*** Block opens ***

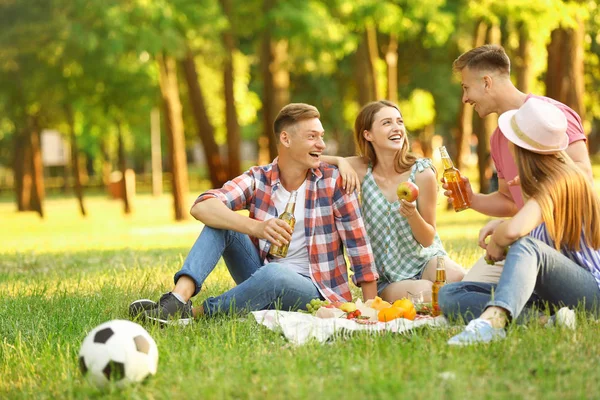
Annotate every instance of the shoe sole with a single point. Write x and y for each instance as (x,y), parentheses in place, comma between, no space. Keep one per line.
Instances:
(137,308)
(168,322)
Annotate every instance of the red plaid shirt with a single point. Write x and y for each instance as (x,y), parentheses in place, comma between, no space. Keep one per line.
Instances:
(331,218)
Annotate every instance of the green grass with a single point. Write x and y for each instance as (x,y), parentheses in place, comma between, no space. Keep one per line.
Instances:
(61,277)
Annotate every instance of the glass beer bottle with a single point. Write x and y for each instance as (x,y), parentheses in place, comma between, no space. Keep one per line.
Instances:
(460,198)
(288,217)
(440,281)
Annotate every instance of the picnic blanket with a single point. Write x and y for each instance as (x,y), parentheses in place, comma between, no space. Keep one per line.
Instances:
(299,328)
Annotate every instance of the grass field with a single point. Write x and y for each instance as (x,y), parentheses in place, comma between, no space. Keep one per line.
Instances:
(61,277)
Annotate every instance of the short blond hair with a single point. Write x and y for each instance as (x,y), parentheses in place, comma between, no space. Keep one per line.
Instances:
(489,57)
(292,114)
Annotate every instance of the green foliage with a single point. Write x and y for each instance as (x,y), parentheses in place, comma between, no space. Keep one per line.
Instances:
(61,278)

*** Block closes ***

Drop the pictures and copy the data exactly.

Annotate every instance of the shoe sole with a single point. Write x and y for each instance as (x,y), parentheses in place, comma between, no space. Keep one per line.
Instances:
(137,308)
(168,322)
Annotate every instance of the red plaid shirt with a single point. Write x and y for each instance as (x,y), parentheses in place, comma between, no space. Keep one per line.
Instances:
(331,218)
Annotate every instance of the green grass with a single point. Write x and y for each instance as (x,y), parentheses in place, comma between, no space. Keep one per line.
Instances:
(61,277)
Annotate every instance of the glass beer bottle with a single point. Write x and y for each instance as (x,y), parentheses in place, comma between, no space. Keep one per line.
Instances:
(460,198)
(288,217)
(440,281)
Annotate every instance of the picnic blanket with a single point. Write x and y for each instance as (x,y), parentheses in place, comma between, no space. Keep one per line.
Instances:
(299,328)
Annotate every instance of the grass field with a single point. Write x and y for each instance as (x,y), parentheses in place, comma between, no space. Keep one per line.
Instances:
(61,277)
Annotate every instance of the short blond hair with a single point. Write x and y for each instance as (x,y), parentheses in place, comma between, no space. Keep one per line.
Instances:
(489,57)
(292,114)
Annotate every instance of the green foliage with a single point. Write x and y for each instance as (x,y), parentheses in place, comma between, no space. Keep one per line.
Instances:
(61,278)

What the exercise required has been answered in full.